_Quoted text_.
One of the most persistent mistakes in design is building for today’s problems with no forethought as to how your solution will accommodate tomorrow’s needs. 

Many content models are designed to be single-purpose.  They reflect a design frozen in time when the model was conceived – often by an outside party such as a vendor or committee. Authors can’t change what they are permitted to create, so the model will often be vague and unhelpful to not overly constrain the author. They miss out on the power of true modularity. 

When you keep your model fluid, you can test and learn.

Make sure you can take apart your model (and change it)

Bent Flyvbjer and Dan Gardner recently published a book on the success or failure of large projects called How Big Things Get Done.  They contrast viewing projects as “one big thing” versus “many small things.”

Flyvbjer and Gardner cite LEGO as a model for how to approach large projects. They say: “Get a small thing, a basic building block. Combine it with another and another until you have what you need.”

_Record extracts_.
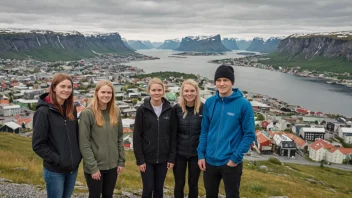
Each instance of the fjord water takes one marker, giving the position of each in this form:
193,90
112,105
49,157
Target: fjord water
310,93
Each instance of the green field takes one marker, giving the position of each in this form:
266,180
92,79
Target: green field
318,64
290,180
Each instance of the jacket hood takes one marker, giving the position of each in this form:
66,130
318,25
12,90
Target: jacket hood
148,105
236,93
44,100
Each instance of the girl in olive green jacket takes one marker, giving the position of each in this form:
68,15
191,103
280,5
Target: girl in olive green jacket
101,141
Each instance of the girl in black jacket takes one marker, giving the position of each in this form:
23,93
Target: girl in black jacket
55,137
188,115
154,143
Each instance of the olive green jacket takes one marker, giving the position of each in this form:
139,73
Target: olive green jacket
101,147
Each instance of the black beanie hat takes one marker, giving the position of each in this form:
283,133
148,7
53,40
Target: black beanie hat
224,71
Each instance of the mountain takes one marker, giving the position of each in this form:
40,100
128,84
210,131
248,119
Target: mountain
127,45
260,45
170,44
48,45
243,44
202,44
230,43
309,46
156,44
138,44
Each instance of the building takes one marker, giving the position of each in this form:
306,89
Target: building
300,143
346,134
11,127
263,143
317,150
311,134
9,110
259,106
284,146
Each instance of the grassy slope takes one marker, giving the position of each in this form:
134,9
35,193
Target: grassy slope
15,151
319,63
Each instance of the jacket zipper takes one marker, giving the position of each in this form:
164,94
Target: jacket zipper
162,111
217,140
189,140
157,155
69,140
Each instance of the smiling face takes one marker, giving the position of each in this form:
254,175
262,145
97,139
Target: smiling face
63,90
104,95
156,92
189,93
224,86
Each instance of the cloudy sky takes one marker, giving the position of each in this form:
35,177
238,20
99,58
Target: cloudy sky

_What you will do_.
A – In the text on content models, restate the passage from "One of the most" up to and including "of true modularity.", substituting "supplier" for "vendor".
B – In the text on content models, what do Flyvbjer and Gardner cite as a model for approaching large projects?
C – List every passage that the text on content models places in quotation marks.

_Per-task answers_.
A –
One of the most persistent mistakes in design is building for today’s problems with no forethought as to how your solution will accommodate tomorrow’s needs. 

Many content models are designed to be single-purpose.  They reflect a design frozen in time when the model was conceived – often by an outside party such as a supplier or committee. Authors can’t change what they are permitted to create, so the model will often be vague and unhelpful to not overly constrain the author. They miss out on the power of true modularity.

B – LEGO

C –
- one big thing
- many small things
- Get a small thing, a basic building block. Combine it with another and another until you have what you need.